#### Document:
----------
Night turned into day which is always a welcome site on an overnight passage and at 4:28pm we dropped the hook outside the mooring field in Puerto Angel.
Downtown Acapulco
Passing a Panga
Freighter Underway
Sunset Underway
Sunrise Next Morning
Approaching Puerto Angel
Puerto Angel
Many Pangas Moored in Puerto Angel
Sunset
Cruise Ship Passing By Puerto Angel
The next morning still a little tired and the weather not looking perfect we decided on a second day/night in Puerto Angel. It also happened to be Sunday which is p.j. football playoff day on the Tidings of Joy. We enjoyed a lazy day watching football and recovering from the long passage and took our time.
When we awoke the next morning we felt refreshed and ready to move onto Huatulco. At 0900 we began the weighing anchor procedure and at some point the anchor was pulling super hard and not budging. I told Jeff to stop and he came out to inspect. He thought maybe we wrapped around an old mooring on the bottom and began to spin the boat in one direct then we tried to pull anchor with not luck and then spun the opposite way and still not luck. We were really stuck. Now what? Jeff got on the bow and shouted to a panga captain passing by saying, "Hola hola necessito ayuda!" (Hello hello I need help). A nice young captain stopped and Jeff explained via sign language how our anchor chain was stuck and we needed a diver. The young guy said he could get a diver and would be right back. Stressed out and not knowing weather or not this guy was really coming back or not we sat in the pilot house waiting. Only about 15 minutes later the captain and two other men returned. Two divers who would go down together while the captain maned the boat and the regulator. After not very long both men resurfaced and laughed. They explained to us that we caught a car. There was an entire sunken car just below us and the anchor and the chain were tangled in it. What?! A car! We were totally baffled and very grateful for the speedy efficient work the men had done. Jeff paid them and we thanked them profusely and we were on our way to Huatulco.
----------
#### Data supplied:
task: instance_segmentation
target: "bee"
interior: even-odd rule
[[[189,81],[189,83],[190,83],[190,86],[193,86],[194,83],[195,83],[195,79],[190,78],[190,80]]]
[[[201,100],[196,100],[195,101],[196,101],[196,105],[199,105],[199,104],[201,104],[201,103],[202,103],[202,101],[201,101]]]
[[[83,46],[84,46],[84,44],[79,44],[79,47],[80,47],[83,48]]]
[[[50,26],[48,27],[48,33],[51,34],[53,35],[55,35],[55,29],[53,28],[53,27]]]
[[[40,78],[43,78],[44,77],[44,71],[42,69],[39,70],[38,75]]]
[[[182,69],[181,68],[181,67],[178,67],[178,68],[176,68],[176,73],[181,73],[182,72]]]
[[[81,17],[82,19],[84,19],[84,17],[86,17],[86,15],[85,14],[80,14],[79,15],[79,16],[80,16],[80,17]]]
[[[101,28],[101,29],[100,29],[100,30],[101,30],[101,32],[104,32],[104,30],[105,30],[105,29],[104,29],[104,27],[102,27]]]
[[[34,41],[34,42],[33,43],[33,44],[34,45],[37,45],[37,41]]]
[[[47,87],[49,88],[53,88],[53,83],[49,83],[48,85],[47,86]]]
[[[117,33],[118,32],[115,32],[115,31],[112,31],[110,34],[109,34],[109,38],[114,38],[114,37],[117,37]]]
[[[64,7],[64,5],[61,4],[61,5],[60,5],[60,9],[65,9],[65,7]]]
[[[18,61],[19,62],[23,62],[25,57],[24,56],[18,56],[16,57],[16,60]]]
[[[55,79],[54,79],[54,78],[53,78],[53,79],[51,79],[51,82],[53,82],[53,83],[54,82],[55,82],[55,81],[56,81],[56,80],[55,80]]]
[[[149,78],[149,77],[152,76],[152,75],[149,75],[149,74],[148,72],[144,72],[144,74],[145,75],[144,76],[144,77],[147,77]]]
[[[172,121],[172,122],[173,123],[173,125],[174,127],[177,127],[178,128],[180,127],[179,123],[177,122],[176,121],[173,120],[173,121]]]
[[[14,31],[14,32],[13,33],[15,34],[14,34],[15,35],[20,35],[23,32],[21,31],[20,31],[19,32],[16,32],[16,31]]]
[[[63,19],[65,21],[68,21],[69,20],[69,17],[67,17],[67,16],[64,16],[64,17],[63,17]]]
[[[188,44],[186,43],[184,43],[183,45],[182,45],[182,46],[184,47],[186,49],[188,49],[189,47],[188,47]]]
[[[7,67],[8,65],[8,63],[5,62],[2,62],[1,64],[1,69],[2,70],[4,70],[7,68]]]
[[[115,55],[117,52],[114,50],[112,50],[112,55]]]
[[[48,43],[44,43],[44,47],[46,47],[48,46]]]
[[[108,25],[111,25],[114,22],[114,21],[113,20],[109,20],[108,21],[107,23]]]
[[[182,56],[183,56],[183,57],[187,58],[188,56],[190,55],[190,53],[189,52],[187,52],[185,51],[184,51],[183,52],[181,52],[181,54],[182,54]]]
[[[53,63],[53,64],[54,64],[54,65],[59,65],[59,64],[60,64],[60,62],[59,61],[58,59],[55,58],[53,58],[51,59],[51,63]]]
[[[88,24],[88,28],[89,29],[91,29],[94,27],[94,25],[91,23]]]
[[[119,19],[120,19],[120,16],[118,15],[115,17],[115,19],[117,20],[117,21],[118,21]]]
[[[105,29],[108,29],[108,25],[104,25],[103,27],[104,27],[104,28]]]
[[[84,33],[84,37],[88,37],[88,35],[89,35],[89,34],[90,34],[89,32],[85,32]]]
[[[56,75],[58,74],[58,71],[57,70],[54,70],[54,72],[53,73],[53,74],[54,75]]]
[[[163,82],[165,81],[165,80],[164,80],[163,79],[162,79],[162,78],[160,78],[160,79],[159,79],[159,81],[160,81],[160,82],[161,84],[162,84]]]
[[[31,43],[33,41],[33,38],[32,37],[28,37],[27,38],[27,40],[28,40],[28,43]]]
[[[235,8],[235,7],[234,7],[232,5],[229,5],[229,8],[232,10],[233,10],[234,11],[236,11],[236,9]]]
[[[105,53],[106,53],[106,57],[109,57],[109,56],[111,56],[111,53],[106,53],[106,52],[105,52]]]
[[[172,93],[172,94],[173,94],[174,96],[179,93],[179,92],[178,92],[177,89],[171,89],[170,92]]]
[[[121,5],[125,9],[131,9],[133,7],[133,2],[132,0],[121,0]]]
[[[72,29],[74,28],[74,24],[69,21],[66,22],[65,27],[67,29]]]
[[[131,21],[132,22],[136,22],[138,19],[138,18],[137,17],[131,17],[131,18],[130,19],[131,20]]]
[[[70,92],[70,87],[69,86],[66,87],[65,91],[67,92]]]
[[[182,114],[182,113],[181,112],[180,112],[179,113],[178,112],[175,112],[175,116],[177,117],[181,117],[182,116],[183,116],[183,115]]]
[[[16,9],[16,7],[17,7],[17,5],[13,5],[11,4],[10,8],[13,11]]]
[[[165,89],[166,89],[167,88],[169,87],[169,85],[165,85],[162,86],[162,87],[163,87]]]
----------
#### Problems to work on:
1. In the Puerto Angel account, what did the divers find the anchor and chain tangled in?
2. Convert the rows into a JSON list of strings, one string per line, from the start of the rows through the line that contains "[[[40,78],[43,78],[44,77],[44,71],[42,69],[39,70],[38,75]]]".

#### Solutions below:
1. An entire sunken car.

2.
[
  "task: instance_segmentation",
  "target: \"bee\"",
  "interior: even-odd rule",
  "[[[189,81],[189,83],[190,83],[190,86],[193,86],[194,83],[195,83],[195,79],[190,78],[190,80]]]",
  "[[[201,100],[196,100],[195,101],[196,101],[196,105],[199,105],[199,104],[201,104],[201,103],[202,103],[202,101],[201,101]]]",
  "[[[83,46],[84,46],[84,44],[79,44],[79,47],[80,47],[83,48]]]",
  "[[[50,26],[48,27],[48,33],[51,34],[53,35],[55,35],[55,29],[53,28],[53,27]]]",
  "[[[40,78],[43,78],[44,77],[44,71],[42,69],[39,70],[38,75]]]"
]